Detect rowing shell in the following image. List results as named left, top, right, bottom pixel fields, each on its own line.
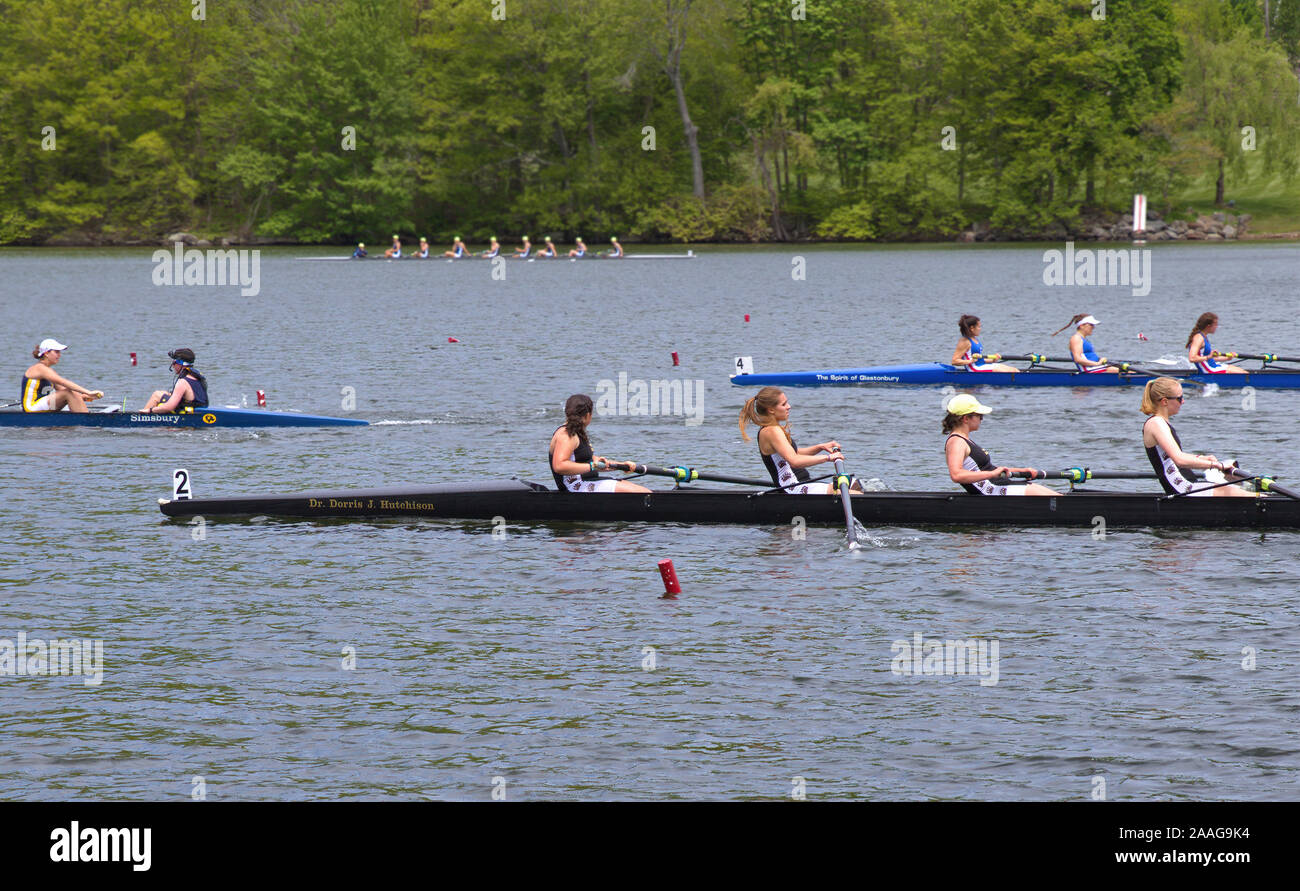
left=296, top=251, right=696, bottom=262
left=731, top=362, right=1300, bottom=389
left=158, top=479, right=1300, bottom=529
left=1, top=407, right=367, bottom=428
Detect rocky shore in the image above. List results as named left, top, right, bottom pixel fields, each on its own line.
left=958, top=209, right=1253, bottom=243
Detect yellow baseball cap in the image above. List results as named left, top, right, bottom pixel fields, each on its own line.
left=947, top=394, right=993, bottom=416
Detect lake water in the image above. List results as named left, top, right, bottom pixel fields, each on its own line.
left=1, top=242, right=1298, bottom=800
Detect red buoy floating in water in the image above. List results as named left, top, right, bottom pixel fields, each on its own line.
left=256, top=390, right=266, bottom=407
left=129, top=352, right=137, bottom=366
left=671, top=351, right=679, bottom=367
left=448, top=337, right=459, bottom=343
left=658, top=559, right=681, bottom=597
left=744, top=314, right=750, bottom=322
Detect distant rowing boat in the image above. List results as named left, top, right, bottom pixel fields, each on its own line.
left=1, top=407, right=367, bottom=428
left=157, top=479, right=1300, bottom=529
left=296, top=250, right=697, bottom=262
left=731, top=361, right=1300, bottom=389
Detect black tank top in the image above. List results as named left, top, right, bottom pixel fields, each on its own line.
left=550, top=426, right=599, bottom=491
left=946, top=433, right=994, bottom=495
left=760, top=430, right=812, bottom=486
left=177, top=372, right=209, bottom=407
left=1144, top=417, right=1186, bottom=495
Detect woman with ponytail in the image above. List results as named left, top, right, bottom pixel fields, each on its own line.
left=548, top=394, right=650, bottom=493
left=1051, top=313, right=1117, bottom=374
left=21, top=339, right=103, bottom=412
left=738, top=387, right=863, bottom=495
left=941, top=394, right=1056, bottom=495
left=1186, top=312, right=1247, bottom=375
left=1140, top=377, right=1254, bottom=497
left=951, top=314, right=1017, bottom=373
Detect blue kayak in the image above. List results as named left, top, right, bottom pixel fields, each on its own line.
left=730, top=362, right=1300, bottom=389
left=0, top=407, right=368, bottom=428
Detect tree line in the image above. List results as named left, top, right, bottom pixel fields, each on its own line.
left=1, top=0, right=1298, bottom=245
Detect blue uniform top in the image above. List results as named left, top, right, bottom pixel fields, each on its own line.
left=1197, top=334, right=1222, bottom=370
left=1076, top=336, right=1100, bottom=370
left=967, top=336, right=986, bottom=368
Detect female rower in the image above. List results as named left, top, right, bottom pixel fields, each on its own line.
left=385, top=235, right=402, bottom=259
left=951, top=314, right=1017, bottom=373
left=143, top=348, right=209, bottom=413
left=535, top=236, right=558, bottom=259
left=512, top=236, right=531, bottom=258
left=352, top=242, right=367, bottom=258
left=1141, top=377, right=1253, bottom=497
left=21, top=339, right=103, bottom=412
left=568, top=237, right=588, bottom=258
left=1186, top=312, right=1247, bottom=374
left=943, top=394, right=1056, bottom=495
left=549, top=394, right=650, bottom=494
left=443, top=236, right=468, bottom=258
left=1051, top=313, right=1117, bottom=373
left=481, top=236, right=500, bottom=258
left=739, top=387, right=864, bottom=494
left=605, top=236, right=623, bottom=258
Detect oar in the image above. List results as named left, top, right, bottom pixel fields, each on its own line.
left=991, top=469, right=1164, bottom=484
left=1227, top=467, right=1300, bottom=500
left=1223, top=353, right=1300, bottom=364
left=619, top=463, right=776, bottom=488
left=972, top=353, right=1047, bottom=364
left=832, top=457, right=860, bottom=549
# # # # # # #
• **TASK INSTRUCTIONS**: Where an entry holds a picture, leave the picture out and output the rest exactly.

• **WRITTEN ANSWER**:
Detect rowing shell in the following image. List results as named left, top, right, bottom pixel fields, each on its own line.
left=296, top=251, right=696, bottom=262
left=731, top=362, right=1300, bottom=389
left=158, top=479, right=1300, bottom=529
left=1, top=407, right=367, bottom=428
Detect rocky shore in the image above. List results as named left, top, right, bottom pixel fields, each on its own line.
left=958, top=209, right=1253, bottom=243
Detect yellow baseball cap in the image above. List results as named left, top, right, bottom pixel fields, each on its own line.
left=947, top=394, right=993, bottom=416
Detect lake water in the image above. List results as named left, top, right, bottom pixel fields, each on its own line.
left=1, top=242, right=1298, bottom=800
Detect red buoy floating in water in the image above. List results as named left, top, right, bottom pixel fields, each on its own line.
left=256, top=390, right=266, bottom=407
left=129, top=352, right=137, bottom=366
left=671, top=351, right=679, bottom=367
left=448, top=337, right=459, bottom=343
left=658, top=559, right=681, bottom=597
left=744, top=314, right=750, bottom=322
Detect distant rowing boat in the image above. List results as named left, top, right, bottom pixel fields, each on its own line.
left=1, top=407, right=367, bottom=428
left=157, top=479, right=1300, bottom=529
left=296, top=250, right=697, bottom=262
left=731, top=361, right=1300, bottom=389
Detect black tank top in the image above. List results as named left, top, right, bottom pixel fields, each on its own line.
left=550, top=426, right=599, bottom=491
left=946, top=433, right=994, bottom=495
left=760, top=430, right=812, bottom=486
left=177, top=372, right=209, bottom=407
left=1144, top=417, right=1186, bottom=495
Detect woman with ponytail in the image above. List results as named left, top, right, bottom pixel fields, each on its own line.
left=548, top=394, right=650, bottom=493
left=1051, top=313, right=1117, bottom=374
left=21, top=339, right=103, bottom=412
left=738, top=387, right=863, bottom=495
left=941, top=394, right=1056, bottom=495
left=1186, top=312, right=1247, bottom=375
left=1140, top=377, right=1254, bottom=497
left=951, top=314, right=1017, bottom=373
Detect blue kayak in the image above. List results as named left, top, right, bottom pixel fields, each on its own line.
left=730, top=362, right=1300, bottom=389
left=0, top=407, right=368, bottom=428
Detect tree line in the image above. List results as named left, top, right, bottom pixel fields, each on its own line.
left=1, top=0, right=1298, bottom=245
Detect blue uniform top in the image above. List results as named left, top, right, bottom pixel fields, each on its own line.
left=1197, top=334, right=1222, bottom=370
left=1076, top=336, right=1100, bottom=370
left=967, top=336, right=986, bottom=368
Detect female rower in the image above. List results as named left, top, right, bottom pixel fields, each on its own line.
left=385, top=235, right=402, bottom=259
left=951, top=314, right=1017, bottom=373
left=143, top=348, right=209, bottom=413
left=535, top=236, right=558, bottom=259
left=512, top=236, right=531, bottom=258
left=352, top=242, right=367, bottom=258
left=1141, top=377, right=1253, bottom=497
left=21, top=339, right=103, bottom=412
left=568, top=237, right=588, bottom=258
left=1186, top=312, right=1247, bottom=374
left=943, top=394, right=1056, bottom=495
left=549, top=394, right=650, bottom=494
left=443, top=236, right=468, bottom=258
left=1051, top=313, right=1117, bottom=373
left=481, top=236, right=500, bottom=258
left=739, top=387, right=864, bottom=494
left=605, top=236, right=623, bottom=258
Detect oar in the image above. List results as named left, top, right, bottom pixel fields, each on its own line.
left=991, top=469, right=1164, bottom=484
left=1227, top=467, right=1300, bottom=500
left=1223, top=353, right=1300, bottom=364
left=619, top=463, right=776, bottom=488
left=972, top=353, right=1047, bottom=364
left=832, top=457, right=860, bottom=549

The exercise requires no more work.